Text section —
Also doesn't a post formation origin for all sorts of stuff fail the volume test? Presumably there has to be gazillions of comets/roid's hitting proto-earth to deliver enough phosphorus material for life to spontaneously develop.
Isn't deposition prior and during proto-earth formation far more likely? Especially since you have all the time the Earth took to both develop an atmosphere and/or a magnetic field for high power cosmic rays to hit the embedded phosphorus.
> I find these 'possibility' type theories both annoying and misleading and agree with Dr. Syntax that the main motivation for them is to get something published.
I concur and I wonder if what is proposed even qualifies as a theory.
Surely, "hypothesis" would be more appropriate...if we're going to be precise and all.
No wonder creationists still use the tiresome phrase "just a theory" if the rest of us are so careless with our language.
"There's plenty of phosphorus in the Earth's crust so no need to look for extra-terrestrial origins. Oh, silly me. There is. Publications."
My reading of the article is that it is known that elemental phosphorus is created in massive stars, so any phosphorus present on earth must have an extra-terrestrial origin, presumably by way of earth being made from material scattered by the explosion of one or more suitably massive stars.

Problem requirements —
According to the discussion, where is elemental phosphorus known to be created?

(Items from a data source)
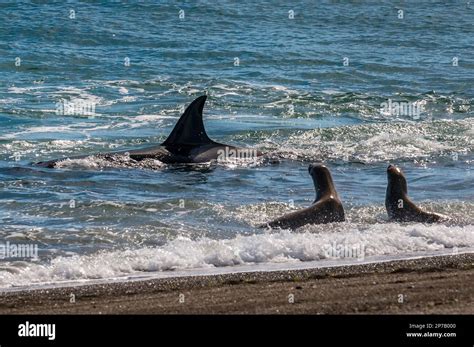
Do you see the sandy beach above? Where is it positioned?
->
[0,254,474,314]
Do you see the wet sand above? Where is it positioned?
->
[0,254,474,314]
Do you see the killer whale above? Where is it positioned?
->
[260,164,345,229]
[36,95,262,168]
[385,165,449,223]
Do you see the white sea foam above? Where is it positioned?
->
[0,223,474,287]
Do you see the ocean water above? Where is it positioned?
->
[0,1,474,288]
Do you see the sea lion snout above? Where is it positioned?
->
[387,164,403,176]
[308,163,327,175]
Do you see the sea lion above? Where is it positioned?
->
[385,165,449,223]
[260,164,345,229]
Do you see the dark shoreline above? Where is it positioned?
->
[0,253,474,314]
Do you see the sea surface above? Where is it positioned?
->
[0,1,474,288]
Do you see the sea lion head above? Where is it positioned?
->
[308,163,338,201]
[387,164,408,195]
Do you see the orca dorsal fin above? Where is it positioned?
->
[161,95,214,146]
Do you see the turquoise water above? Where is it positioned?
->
[0,1,474,286]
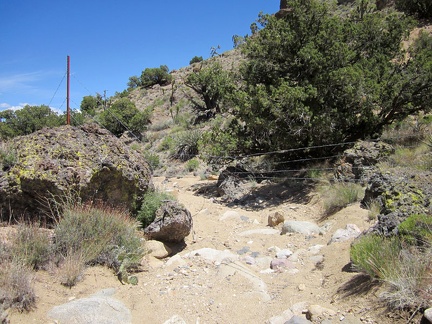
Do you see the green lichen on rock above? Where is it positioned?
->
[398,214,432,246]
[0,124,151,219]
[362,168,432,235]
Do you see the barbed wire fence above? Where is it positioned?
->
[56,76,426,182]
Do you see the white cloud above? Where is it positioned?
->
[0,71,44,92]
[0,102,36,111]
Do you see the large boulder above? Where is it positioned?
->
[0,124,152,220]
[335,141,394,184]
[144,200,192,243]
[362,168,432,236]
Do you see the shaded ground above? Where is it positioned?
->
[5,176,412,323]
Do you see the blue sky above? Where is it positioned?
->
[0,0,279,111]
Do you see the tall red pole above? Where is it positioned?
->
[66,55,70,125]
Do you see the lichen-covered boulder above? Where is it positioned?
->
[0,124,152,220]
[144,201,192,243]
[362,168,432,236]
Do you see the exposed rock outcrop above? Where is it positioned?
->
[335,141,394,184]
[144,201,192,243]
[362,169,432,235]
[0,124,152,220]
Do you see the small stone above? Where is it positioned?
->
[423,308,432,323]
[270,258,295,270]
[146,240,172,259]
[328,224,361,244]
[276,249,293,259]
[306,305,337,322]
[297,284,306,291]
[285,315,312,324]
[243,256,255,265]
[267,212,285,227]
[281,221,321,236]
[163,315,186,324]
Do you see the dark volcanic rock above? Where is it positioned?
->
[0,124,151,220]
[362,169,432,235]
[335,141,394,183]
[144,201,192,243]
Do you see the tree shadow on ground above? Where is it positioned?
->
[337,273,381,297]
[192,180,315,210]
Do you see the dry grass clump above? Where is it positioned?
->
[57,251,85,287]
[350,215,432,309]
[0,259,36,312]
[0,203,144,311]
[10,223,52,270]
[54,205,144,285]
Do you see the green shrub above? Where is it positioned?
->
[144,151,160,170]
[366,200,381,220]
[54,205,144,282]
[141,65,172,88]
[99,98,151,137]
[350,235,401,279]
[158,135,175,151]
[137,190,174,228]
[398,214,432,246]
[321,183,364,216]
[185,159,199,172]
[57,251,85,287]
[350,228,432,309]
[172,129,202,161]
[189,56,204,64]
[0,143,17,170]
[185,62,234,113]
[11,224,51,269]
[380,246,432,309]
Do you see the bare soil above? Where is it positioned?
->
[5,175,412,324]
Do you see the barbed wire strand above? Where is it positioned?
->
[48,72,67,107]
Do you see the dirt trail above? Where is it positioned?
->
[11,175,402,323]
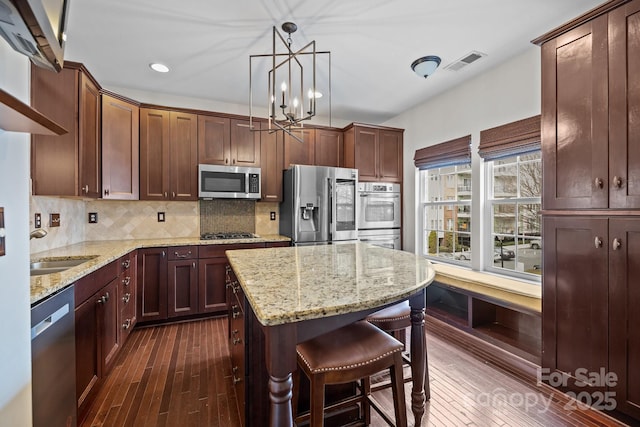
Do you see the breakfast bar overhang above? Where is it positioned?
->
[226,243,435,426]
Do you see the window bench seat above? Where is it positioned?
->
[426,263,542,380]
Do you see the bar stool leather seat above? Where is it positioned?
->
[294,321,407,427]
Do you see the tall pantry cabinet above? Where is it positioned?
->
[534,0,640,420]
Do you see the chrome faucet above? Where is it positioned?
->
[29,228,47,240]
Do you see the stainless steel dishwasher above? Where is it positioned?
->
[31,285,77,427]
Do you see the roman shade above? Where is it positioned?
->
[478,115,540,160]
[413,135,471,169]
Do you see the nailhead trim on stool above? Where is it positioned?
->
[294,321,407,427]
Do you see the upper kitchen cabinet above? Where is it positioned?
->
[102,93,140,200]
[534,1,640,209]
[344,124,404,182]
[284,129,316,169]
[314,129,344,167]
[140,108,198,201]
[31,61,102,198]
[260,125,284,202]
[198,115,260,167]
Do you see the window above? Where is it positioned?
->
[420,164,471,261]
[415,116,542,281]
[485,151,542,275]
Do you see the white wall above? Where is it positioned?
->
[385,45,540,252]
[0,40,31,427]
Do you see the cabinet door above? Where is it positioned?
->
[78,73,102,198]
[354,127,379,181]
[102,95,140,200]
[378,130,402,182]
[169,111,198,201]
[140,108,170,200]
[609,1,640,209]
[31,64,79,196]
[284,129,316,169]
[98,279,120,377]
[541,15,610,209]
[198,116,231,165]
[260,132,284,202]
[137,248,167,322]
[315,129,344,167]
[608,218,640,419]
[542,217,609,391]
[198,257,232,313]
[167,259,198,317]
[75,294,101,422]
[231,120,260,168]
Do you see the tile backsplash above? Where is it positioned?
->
[30,196,279,253]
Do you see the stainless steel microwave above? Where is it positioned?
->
[198,164,261,199]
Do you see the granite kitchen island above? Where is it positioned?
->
[226,243,435,426]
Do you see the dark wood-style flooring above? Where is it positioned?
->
[82,318,620,427]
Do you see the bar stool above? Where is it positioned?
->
[366,300,431,400]
[293,321,407,427]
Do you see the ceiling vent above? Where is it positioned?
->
[444,50,487,71]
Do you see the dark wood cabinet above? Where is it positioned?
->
[118,251,138,344]
[102,94,140,200]
[542,217,609,391]
[166,246,198,318]
[534,0,640,420]
[609,218,640,420]
[314,129,344,167]
[260,128,284,202]
[284,129,316,169]
[198,115,260,167]
[31,61,102,198]
[137,248,168,322]
[344,124,403,182]
[140,108,198,201]
[74,262,120,423]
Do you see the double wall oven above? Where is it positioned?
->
[358,182,402,249]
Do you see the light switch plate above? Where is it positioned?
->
[0,208,7,256]
[49,214,60,227]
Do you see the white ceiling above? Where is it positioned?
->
[65,0,604,123]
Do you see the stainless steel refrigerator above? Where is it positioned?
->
[280,165,358,245]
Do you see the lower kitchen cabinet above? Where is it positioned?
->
[74,262,120,423]
[137,248,168,322]
[167,246,198,317]
[542,216,640,419]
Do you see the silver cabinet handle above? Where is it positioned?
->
[611,237,622,251]
[593,178,604,188]
[613,176,622,188]
[593,236,602,249]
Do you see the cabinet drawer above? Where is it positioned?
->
[168,246,198,261]
[200,243,264,258]
[74,261,118,306]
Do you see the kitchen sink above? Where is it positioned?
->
[29,256,95,276]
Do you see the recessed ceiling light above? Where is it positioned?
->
[149,62,169,73]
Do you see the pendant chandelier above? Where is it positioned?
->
[249,22,331,142]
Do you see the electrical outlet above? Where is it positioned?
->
[49,214,60,227]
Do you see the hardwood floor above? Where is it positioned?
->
[82,318,622,427]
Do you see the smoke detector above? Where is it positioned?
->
[444,50,487,71]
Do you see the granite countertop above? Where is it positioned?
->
[226,242,435,326]
[30,235,291,304]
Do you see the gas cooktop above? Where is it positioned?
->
[200,231,258,240]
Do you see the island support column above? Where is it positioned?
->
[264,324,297,427]
[409,288,429,426]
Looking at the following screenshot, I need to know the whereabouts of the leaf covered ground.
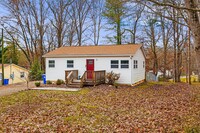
[0,83,200,133]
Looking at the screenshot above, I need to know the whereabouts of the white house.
[43,44,145,84]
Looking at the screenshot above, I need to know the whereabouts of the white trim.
[42,54,133,58]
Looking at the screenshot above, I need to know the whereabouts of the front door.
[86,59,94,79]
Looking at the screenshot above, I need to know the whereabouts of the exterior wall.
[0,65,28,84]
[46,57,131,84]
[131,49,145,84]
[46,50,145,84]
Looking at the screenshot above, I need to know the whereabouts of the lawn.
[0,83,200,133]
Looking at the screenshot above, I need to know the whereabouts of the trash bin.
[3,79,9,85]
[42,74,47,84]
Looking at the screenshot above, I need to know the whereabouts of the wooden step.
[72,79,81,83]
[67,82,81,88]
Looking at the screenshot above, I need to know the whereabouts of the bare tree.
[68,0,91,46]
[47,0,73,48]
[90,0,104,45]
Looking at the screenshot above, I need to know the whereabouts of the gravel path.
[0,82,35,96]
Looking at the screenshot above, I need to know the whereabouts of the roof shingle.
[43,44,142,57]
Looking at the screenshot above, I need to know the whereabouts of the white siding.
[46,50,145,84]
[132,49,146,84]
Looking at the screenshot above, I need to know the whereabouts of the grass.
[0,82,200,133]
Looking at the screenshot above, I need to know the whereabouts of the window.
[20,72,25,78]
[49,60,55,68]
[110,60,119,68]
[121,60,129,68]
[133,60,138,69]
[143,61,145,68]
[67,60,74,68]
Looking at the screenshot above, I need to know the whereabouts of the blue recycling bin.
[42,74,47,84]
[3,79,9,85]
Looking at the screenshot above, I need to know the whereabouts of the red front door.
[86,59,94,79]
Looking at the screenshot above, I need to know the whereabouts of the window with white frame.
[20,72,25,78]
[143,61,145,68]
[110,60,119,68]
[49,60,55,68]
[121,60,129,68]
[67,60,74,68]
[133,60,138,69]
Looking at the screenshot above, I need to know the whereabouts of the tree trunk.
[185,0,200,80]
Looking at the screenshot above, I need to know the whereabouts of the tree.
[145,17,160,76]
[104,0,127,45]
[47,0,73,48]
[90,0,104,45]
[68,0,91,46]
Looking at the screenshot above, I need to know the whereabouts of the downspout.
[130,55,133,85]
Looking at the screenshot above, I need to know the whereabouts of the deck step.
[67,80,81,88]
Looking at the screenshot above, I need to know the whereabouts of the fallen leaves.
[0,83,200,132]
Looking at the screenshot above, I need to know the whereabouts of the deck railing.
[81,70,106,85]
[65,70,78,84]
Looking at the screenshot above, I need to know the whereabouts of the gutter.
[42,54,133,58]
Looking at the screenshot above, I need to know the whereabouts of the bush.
[56,79,65,85]
[35,82,40,87]
[29,60,43,81]
[106,71,120,85]
[47,80,52,85]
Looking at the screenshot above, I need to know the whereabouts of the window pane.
[49,60,55,68]
[121,60,129,64]
[110,60,119,68]
[111,65,119,68]
[20,72,24,78]
[67,60,74,64]
[67,60,74,68]
[121,60,129,68]
[111,60,119,64]
[121,65,129,68]
[88,60,93,65]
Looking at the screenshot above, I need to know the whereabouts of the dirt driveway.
[0,82,35,96]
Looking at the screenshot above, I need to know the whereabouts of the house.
[43,44,145,85]
[0,64,28,84]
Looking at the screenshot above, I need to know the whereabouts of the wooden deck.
[65,70,106,88]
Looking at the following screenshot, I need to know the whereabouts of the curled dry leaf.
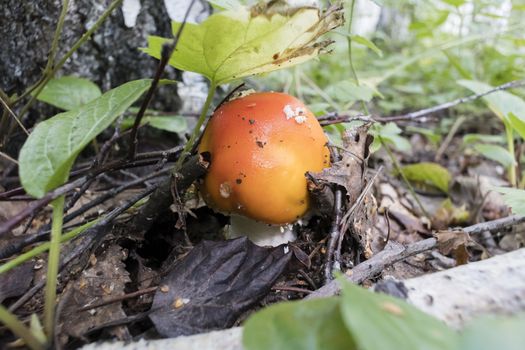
[309,124,372,203]
[56,245,130,341]
[150,237,292,337]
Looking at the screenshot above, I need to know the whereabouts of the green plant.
[243,278,525,350]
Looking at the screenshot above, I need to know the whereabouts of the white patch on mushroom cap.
[283,105,307,124]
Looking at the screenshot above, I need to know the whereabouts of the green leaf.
[143,2,343,85]
[474,143,516,168]
[147,115,188,133]
[37,76,102,111]
[19,80,151,198]
[243,298,355,350]
[341,280,458,350]
[459,314,525,350]
[351,35,383,57]
[494,187,525,215]
[401,162,452,193]
[458,80,525,122]
[507,112,525,140]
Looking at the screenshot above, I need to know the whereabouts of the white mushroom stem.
[225,215,297,247]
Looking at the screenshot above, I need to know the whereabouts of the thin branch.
[0,177,86,236]
[76,286,158,312]
[376,79,525,123]
[307,215,525,299]
[128,0,195,160]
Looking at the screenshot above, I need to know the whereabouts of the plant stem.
[14,0,122,118]
[346,0,370,114]
[504,122,518,187]
[0,304,44,350]
[173,82,217,173]
[44,195,65,339]
[0,220,98,275]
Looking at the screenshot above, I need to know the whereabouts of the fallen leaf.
[150,237,292,337]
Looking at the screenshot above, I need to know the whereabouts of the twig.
[128,0,195,160]
[434,116,466,162]
[377,79,525,122]
[0,168,170,259]
[0,91,29,136]
[76,286,158,312]
[317,112,376,126]
[378,135,432,221]
[0,151,18,165]
[14,0,122,108]
[0,177,85,236]
[324,188,343,283]
[270,286,312,294]
[307,215,525,299]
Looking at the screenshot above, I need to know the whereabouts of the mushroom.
[199,92,330,246]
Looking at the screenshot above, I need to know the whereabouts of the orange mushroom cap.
[199,92,330,224]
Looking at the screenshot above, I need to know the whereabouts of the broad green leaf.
[459,314,525,350]
[121,115,188,133]
[402,162,452,193]
[143,2,343,84]
[242,298,355,350]
[341,280,458,350]
[508,112,525,140]
[495,187,525,215]
[19,80,151,198]
[37,76,102,111]
[474,143,516,167]
[458,80,525,122]
[352,35,383,57]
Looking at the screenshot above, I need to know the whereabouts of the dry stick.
[128,0,195,160]
[0,91,29,136]
[0,151,178,236]
[9,156,209,312]
[434,117,466,162]
[64,117,122,212]
[376,79,525,122]
[307,215,525,298]
[9,186,156,312]
[77,286,159,312]
[324,188,343,283]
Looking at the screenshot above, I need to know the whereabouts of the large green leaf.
[474,143,516,168]
[243,298,355,350]
[143,2,343,84]
[19,80,151,198]
[458,80,525,122]
[341,281,458,350]
[401,162,451,193]
[495,187,525,215]
[459,314,525,350]
[38,76,102,111]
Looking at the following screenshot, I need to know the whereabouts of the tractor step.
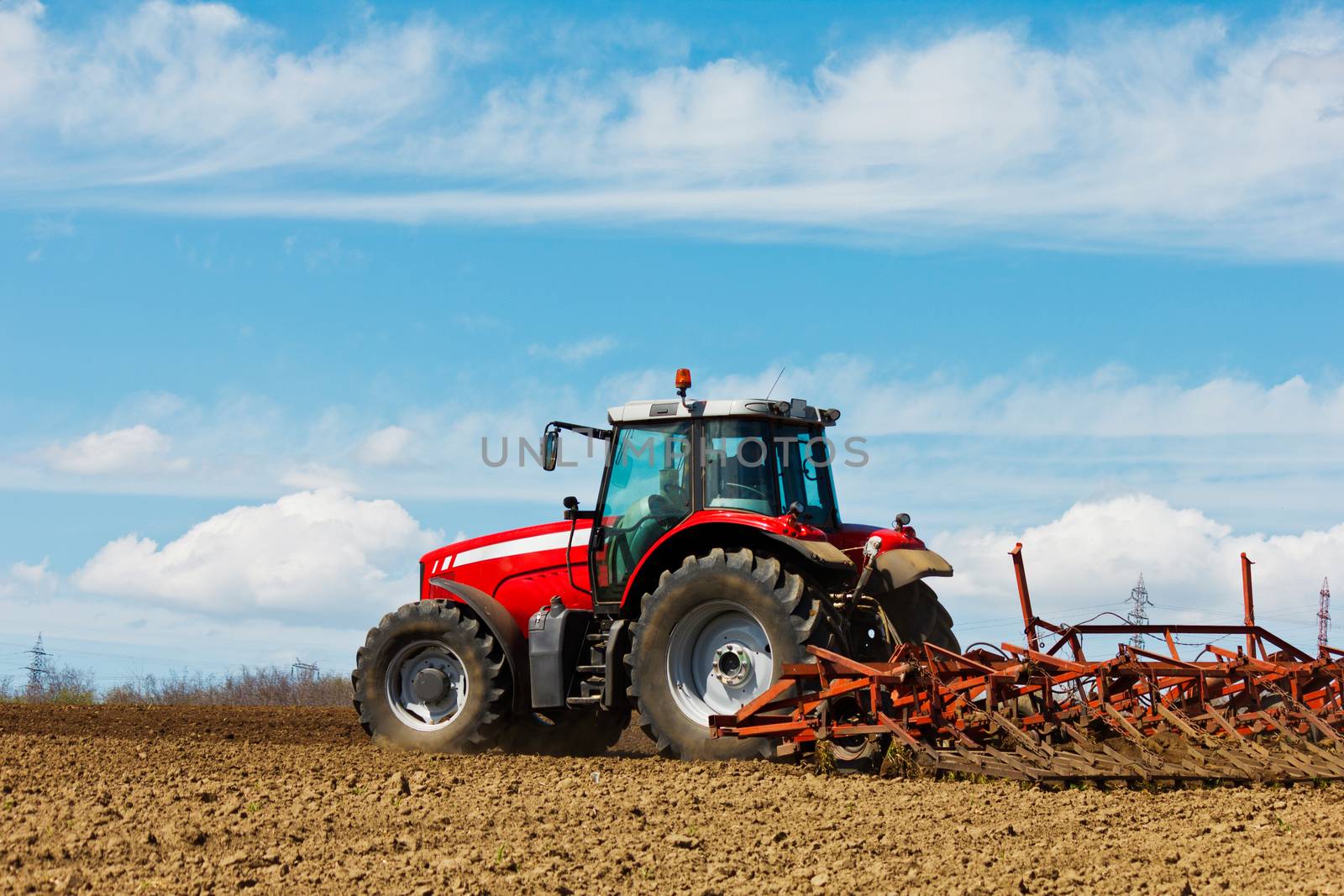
[564,693,602,706]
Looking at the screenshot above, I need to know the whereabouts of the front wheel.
[627,548,822,759]
[351,600,511,752]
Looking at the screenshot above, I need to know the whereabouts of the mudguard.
[761,531,854,575]
[428,576,533,712]
[871,548,952,591]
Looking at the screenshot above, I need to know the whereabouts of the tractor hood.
[421,520,591,579]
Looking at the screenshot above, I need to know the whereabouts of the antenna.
[24,631,51,690]
[1315,578,1331,647]
[1129,572,1153,649]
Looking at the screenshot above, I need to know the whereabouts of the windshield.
[704,418,836,528]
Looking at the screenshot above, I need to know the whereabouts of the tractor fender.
[621,517,855,618]
[872,548,952,591]
[761,531,853,575]
[428,576,533,712]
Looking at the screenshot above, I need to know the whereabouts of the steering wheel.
[723,482,770,501]
[649,482,690,516]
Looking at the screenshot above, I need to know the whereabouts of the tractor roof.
[606,398,840,426]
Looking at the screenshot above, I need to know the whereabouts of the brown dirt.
[0,705,1344,893]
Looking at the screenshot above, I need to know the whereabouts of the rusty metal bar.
[1008,542,1040,650]
[1242,551,1255,657]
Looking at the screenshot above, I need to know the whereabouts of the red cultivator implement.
[710,544,1344,783]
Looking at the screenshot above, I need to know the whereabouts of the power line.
[1315,578,1331,647]
[1129,572,1153,647]
[24,631,51,690]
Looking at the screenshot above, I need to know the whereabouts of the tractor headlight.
[863,535,882,560]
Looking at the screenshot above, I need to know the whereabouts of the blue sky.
[0,0,1344,681]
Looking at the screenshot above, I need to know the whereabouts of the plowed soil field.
[0,705,1344,894]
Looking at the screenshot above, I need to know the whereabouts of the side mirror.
[542,426,560,470]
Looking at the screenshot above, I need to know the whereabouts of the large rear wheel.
[351,600,511,752]
[627,548,824,759]
[878,579,961,652]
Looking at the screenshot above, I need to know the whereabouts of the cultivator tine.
[710,545,1344,786]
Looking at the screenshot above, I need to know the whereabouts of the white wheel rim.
[667,600,774,726]
[387,641,469,731]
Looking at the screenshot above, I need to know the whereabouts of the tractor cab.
[544,371,840,609]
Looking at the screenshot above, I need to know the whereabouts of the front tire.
[627,548,824,759]
[351,600,512,752]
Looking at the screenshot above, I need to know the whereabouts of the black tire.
[878,579,961,652]
[627,548,825,759]
[349,600,512,752]
[499,710,630,757]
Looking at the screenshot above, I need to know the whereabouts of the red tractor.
[351,369,959,759]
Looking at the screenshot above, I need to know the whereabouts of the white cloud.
[354,426,415,466]
[280,462,358,491]
[8,8,1344,258]
[0,558,60,598]
[693,354,1344,439]
[527,336,617,364]
[0,0,457,183]
[72,489,442,618]
[922,495,1344,649]
[38,423,190,475]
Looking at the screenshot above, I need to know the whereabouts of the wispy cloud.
[8,0,1344,259]
[36,423,190,475]
[527,336,617,364]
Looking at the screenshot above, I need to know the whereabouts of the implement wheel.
[627,548,825,759]
[349,600,512,752]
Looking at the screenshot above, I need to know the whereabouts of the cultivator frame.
[710,544,1344,784]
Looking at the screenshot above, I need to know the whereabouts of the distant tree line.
[0,636,351,706]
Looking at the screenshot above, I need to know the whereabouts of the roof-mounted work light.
[676,367,690,407]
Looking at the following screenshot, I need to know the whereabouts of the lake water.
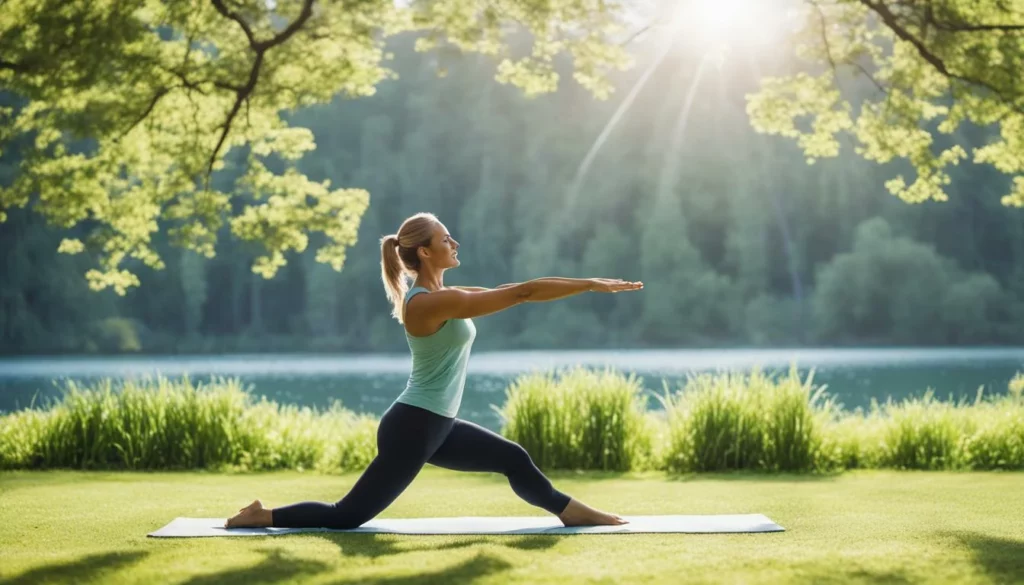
[0,347,1024,429]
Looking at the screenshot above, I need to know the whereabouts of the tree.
[748,0,1024,207]
[0,0,628,294]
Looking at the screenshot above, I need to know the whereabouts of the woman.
[224,213,643,529]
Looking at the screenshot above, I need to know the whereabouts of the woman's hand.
[590,279,643,293]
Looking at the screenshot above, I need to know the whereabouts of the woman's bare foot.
[224,500,273,528]
[558,499,629,527]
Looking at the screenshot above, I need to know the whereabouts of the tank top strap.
[406,287,430,302]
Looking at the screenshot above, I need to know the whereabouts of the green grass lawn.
[0,469,1024,585]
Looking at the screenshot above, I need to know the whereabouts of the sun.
[674,0,800,48]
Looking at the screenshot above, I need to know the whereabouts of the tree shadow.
[951,533,1024,583]
[793,568,914,585]
[181,549,331,585]
[665,471,843,484]
[0,551,148,585]
[330,554,512,585]
[315,533,561,558]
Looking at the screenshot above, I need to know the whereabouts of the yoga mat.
[148,514,785,538]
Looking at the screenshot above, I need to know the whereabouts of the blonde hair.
[381,213,439,323]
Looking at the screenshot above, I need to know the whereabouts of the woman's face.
[419,222,460,268]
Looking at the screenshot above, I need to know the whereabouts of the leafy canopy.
[6,0,1024,294]
[748,0,1024,207]
[0,0,628,294]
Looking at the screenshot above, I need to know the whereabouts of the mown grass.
[0,468,1024,585]
[0,368,1024,473]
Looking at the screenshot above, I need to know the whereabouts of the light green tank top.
[395,287,476,418]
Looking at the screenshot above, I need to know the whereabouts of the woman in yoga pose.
[224,213,643,529]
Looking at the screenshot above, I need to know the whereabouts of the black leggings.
[271,403,569,529]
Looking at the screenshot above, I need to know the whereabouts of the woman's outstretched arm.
[407,277,643,325]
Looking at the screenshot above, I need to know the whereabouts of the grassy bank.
[0,469,1024,585]
[0,369,1024,473]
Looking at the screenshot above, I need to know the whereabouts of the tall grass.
[660,370,1024,472]
[662,370,835,471]
[0,368,1024,472]
[499,368,651,471]
[0,378,376,471]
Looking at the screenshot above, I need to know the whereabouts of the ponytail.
[381,213,437,323]
[381,234,409,323]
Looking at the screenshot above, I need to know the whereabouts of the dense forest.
[0,38,1024,354]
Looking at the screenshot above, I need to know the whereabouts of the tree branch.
[253,0,314,52]
[860,0,1024,114]
[211,0,256,48]
[0,58,29,73]
[115,87,173,142]
[206,0,314,179]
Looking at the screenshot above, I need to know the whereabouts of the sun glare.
[675,0,795,48]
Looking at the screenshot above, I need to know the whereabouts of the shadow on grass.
[181,549,331,585]
[665,471,843,484]
[316,533,561,558]
[790,568,918,585]
[0,551,147,585]
[954,533,1024,583]
[330,554,512,585]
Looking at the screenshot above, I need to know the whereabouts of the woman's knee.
[505,443,534,469]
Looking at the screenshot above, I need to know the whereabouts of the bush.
[0,368,1024,473]
[499,368,651,471]
[0,377,376,470]
[663,370,838,472]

Task response —
In massive stars.